> _Requirement_
Set down exactly the lines that run from the line with "path in the photo above." to the end of the data, and nothing else.

[START Exercise material]

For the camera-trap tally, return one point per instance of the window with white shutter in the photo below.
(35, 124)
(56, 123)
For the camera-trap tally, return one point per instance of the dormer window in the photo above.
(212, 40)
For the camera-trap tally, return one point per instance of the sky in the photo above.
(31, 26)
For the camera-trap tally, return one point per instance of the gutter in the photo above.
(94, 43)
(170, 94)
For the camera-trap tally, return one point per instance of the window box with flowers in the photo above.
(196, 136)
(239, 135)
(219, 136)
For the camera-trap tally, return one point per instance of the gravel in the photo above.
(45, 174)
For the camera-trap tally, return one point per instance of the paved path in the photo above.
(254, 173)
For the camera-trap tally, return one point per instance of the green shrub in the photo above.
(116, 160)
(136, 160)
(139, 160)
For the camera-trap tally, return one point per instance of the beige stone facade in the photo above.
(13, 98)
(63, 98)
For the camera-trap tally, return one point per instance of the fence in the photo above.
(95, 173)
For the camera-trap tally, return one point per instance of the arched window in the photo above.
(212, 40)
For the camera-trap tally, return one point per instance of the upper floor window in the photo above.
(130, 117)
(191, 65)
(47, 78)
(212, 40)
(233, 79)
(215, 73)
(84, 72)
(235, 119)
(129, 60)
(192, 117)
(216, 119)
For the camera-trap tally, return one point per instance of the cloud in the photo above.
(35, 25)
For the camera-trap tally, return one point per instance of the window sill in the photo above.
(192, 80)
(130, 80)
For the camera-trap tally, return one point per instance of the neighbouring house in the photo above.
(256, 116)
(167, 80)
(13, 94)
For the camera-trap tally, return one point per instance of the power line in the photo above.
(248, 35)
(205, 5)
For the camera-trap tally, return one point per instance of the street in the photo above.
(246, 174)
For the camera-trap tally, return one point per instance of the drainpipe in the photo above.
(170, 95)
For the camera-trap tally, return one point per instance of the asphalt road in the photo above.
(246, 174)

[END Exercise material]

> _Output for this task_
For the camera-trap tally, return one point per instance of the paved path in the photo above.
(254, 173)
For the camera-trap tally, return one point per instance of the green shrub in the photo above.
(116, 160)
(136, 160)
(139, 160)
For the camera-trap tally, return one point per instance of the beige stone facade in the photo above.
(13, 98)
(63, 98)
For the camera-trap tally, return one point per instance of the fence in the photo above.
(95, 173)
For the camera-trap tally, return one point per instance of the arched window in the photo above.
(212, 40)
For the camera-trap tally, return one point per instance of the upper floor window in the photo above.
(130, 117)
(191, 65)
(47, 78)
(212, 40)
(233, 79)
(215, 73)
(84, 72)
(235, 119)
(129, 60)
(192, 117)
(216, 119)
For the camera-trap tally, return one point per instance of the cloud in the photo above.
(35, 25)
For the camera-trap tally, return one point per instance of the window sill in the photo above.
(192, 80)
(130, 80)
For the camera-trap tally, return one point per instance of the neighbouring house in the photo above.
(256, 116)
(167, 80)
(13, 94)
For the camera-trap tally, return one point per instance of the power line in the photo above.
(248, 35)
(205, 5)
For the camera-trap tally, return one point per instance of the street in the photo above.
(246, 174)
For the camera-trap tally, return one point per instance of the drainpipe in the photo above.
(170, 95)
For the camera-trap tally, return one point per instance of the asphalt road in the photo above.
(246, 174)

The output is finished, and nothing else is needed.